= How to complete this task =
Return each line of the listing that follows in which the string "sunset" can be found.

(Beginning of Given entries)

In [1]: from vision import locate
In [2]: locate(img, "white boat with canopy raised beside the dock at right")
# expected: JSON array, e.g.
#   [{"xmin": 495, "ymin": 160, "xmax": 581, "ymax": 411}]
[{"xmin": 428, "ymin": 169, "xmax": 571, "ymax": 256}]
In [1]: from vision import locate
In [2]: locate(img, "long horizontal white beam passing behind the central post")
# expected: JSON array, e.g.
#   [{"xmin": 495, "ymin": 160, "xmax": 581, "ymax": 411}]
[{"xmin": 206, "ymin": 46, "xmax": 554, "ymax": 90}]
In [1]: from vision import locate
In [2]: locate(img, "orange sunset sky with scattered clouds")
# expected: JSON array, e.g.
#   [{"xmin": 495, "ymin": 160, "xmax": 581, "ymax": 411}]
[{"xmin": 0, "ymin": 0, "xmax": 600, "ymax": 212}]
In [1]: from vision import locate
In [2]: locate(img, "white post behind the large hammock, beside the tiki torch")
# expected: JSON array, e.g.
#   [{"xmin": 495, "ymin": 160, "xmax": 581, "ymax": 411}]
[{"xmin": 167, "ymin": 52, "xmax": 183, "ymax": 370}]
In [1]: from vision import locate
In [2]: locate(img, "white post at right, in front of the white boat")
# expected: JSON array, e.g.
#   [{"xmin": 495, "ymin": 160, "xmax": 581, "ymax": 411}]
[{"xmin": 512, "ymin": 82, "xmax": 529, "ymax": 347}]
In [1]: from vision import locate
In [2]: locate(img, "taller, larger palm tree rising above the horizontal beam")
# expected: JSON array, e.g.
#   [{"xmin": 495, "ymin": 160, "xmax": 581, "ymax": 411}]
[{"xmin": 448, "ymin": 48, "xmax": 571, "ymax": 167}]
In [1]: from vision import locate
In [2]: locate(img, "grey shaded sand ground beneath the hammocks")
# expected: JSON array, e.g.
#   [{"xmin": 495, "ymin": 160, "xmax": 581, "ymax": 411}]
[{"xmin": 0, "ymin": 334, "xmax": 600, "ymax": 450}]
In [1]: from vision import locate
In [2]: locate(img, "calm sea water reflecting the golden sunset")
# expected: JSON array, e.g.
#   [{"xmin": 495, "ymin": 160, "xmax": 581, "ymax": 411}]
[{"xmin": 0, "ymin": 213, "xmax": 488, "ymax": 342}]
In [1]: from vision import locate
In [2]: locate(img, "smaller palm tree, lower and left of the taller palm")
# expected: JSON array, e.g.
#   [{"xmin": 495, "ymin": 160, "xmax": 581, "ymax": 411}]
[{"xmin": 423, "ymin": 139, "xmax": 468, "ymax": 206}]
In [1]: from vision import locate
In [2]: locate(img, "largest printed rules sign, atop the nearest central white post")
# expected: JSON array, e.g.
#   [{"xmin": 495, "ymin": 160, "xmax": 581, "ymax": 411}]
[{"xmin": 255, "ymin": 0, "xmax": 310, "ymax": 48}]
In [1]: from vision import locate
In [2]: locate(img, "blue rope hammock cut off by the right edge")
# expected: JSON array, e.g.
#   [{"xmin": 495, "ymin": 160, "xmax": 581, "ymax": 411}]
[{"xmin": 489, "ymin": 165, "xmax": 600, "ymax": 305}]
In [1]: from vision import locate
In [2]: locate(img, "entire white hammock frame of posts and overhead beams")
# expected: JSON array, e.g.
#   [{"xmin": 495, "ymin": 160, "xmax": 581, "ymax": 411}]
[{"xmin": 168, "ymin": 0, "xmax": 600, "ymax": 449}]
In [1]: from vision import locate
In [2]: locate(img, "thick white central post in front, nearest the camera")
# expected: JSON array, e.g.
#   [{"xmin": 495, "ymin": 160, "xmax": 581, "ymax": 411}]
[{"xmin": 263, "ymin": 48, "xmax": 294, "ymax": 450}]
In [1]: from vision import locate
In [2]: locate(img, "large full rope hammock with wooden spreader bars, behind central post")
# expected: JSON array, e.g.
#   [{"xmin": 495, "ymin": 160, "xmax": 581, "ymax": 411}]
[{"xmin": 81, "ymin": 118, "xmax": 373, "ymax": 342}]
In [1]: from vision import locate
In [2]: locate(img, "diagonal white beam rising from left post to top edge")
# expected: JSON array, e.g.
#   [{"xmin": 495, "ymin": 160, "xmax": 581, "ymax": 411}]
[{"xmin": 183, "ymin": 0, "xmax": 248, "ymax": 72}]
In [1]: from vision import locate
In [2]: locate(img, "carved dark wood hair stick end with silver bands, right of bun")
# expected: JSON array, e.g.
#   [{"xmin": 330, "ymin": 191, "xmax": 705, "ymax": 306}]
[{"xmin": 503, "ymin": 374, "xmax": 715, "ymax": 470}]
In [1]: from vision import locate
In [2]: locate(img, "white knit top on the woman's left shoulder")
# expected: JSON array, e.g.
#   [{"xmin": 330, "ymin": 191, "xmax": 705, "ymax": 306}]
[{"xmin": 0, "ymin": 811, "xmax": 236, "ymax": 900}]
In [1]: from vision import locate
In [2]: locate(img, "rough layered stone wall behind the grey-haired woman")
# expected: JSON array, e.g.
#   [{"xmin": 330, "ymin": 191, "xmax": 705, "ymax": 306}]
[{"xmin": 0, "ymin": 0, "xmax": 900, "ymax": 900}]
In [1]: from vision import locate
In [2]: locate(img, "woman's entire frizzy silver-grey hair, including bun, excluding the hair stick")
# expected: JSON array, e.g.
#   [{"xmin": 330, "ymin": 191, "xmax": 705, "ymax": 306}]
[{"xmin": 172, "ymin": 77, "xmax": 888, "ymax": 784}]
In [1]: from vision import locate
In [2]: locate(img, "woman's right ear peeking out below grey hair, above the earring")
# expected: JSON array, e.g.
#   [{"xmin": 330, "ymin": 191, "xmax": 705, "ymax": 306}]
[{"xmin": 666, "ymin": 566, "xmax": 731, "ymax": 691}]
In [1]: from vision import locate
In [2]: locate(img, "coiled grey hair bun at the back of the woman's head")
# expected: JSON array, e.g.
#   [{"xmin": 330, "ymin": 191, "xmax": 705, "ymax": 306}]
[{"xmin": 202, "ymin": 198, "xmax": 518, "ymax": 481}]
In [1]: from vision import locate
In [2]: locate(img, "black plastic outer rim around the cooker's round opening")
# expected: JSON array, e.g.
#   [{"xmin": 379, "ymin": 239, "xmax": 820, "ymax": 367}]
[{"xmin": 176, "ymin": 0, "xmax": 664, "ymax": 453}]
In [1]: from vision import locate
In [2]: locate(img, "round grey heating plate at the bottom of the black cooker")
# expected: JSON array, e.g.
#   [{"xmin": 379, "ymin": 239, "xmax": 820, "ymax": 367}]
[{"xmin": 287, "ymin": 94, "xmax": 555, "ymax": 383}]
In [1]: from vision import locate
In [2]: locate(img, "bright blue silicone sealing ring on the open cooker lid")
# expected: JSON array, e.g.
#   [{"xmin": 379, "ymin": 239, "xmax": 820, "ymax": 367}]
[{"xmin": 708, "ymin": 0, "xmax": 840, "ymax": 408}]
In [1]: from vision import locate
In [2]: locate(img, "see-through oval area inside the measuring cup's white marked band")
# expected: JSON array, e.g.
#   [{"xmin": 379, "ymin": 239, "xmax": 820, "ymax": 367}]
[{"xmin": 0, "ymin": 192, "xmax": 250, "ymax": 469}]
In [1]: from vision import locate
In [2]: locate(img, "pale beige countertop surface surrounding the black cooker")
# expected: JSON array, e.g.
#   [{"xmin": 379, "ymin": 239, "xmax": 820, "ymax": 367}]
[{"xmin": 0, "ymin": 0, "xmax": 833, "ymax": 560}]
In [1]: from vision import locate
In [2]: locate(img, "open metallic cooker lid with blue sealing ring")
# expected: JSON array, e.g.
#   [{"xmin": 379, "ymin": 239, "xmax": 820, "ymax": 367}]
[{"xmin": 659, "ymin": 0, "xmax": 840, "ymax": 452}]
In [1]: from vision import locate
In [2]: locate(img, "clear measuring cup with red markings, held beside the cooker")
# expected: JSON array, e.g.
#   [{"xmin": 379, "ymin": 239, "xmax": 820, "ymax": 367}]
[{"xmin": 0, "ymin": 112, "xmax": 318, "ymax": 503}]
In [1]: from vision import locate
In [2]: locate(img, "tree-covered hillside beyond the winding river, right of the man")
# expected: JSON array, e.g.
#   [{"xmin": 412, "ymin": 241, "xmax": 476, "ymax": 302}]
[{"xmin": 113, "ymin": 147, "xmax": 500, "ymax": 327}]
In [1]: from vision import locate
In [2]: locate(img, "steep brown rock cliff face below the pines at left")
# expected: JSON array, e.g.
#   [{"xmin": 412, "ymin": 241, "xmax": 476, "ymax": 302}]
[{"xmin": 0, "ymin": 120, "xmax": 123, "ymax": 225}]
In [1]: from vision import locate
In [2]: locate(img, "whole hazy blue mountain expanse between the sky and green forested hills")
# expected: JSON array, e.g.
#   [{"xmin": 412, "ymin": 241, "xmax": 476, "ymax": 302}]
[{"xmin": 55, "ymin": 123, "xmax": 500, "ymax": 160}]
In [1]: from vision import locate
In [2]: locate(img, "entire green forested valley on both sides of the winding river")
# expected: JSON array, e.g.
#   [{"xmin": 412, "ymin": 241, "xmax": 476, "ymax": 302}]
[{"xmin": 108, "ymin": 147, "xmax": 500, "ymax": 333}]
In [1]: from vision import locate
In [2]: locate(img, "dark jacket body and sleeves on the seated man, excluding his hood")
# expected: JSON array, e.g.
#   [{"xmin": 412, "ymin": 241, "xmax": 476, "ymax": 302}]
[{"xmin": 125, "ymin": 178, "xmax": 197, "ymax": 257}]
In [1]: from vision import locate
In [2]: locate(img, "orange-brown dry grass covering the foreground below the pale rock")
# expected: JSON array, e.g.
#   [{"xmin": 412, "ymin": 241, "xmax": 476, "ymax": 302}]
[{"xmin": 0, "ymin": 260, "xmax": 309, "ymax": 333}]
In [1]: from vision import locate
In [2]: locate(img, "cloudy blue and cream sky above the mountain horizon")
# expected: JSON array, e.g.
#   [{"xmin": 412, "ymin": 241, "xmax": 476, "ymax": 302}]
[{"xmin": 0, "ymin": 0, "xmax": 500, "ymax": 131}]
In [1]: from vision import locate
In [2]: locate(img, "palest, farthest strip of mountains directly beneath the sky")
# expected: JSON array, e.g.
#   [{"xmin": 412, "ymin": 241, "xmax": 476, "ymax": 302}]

(End of Given entries)

= Exercise response =
In [2]: locate(img, "orange sunset sky with scattered clouds")
In [2]: locate(img, "calm sea water reflecting the golden sunset")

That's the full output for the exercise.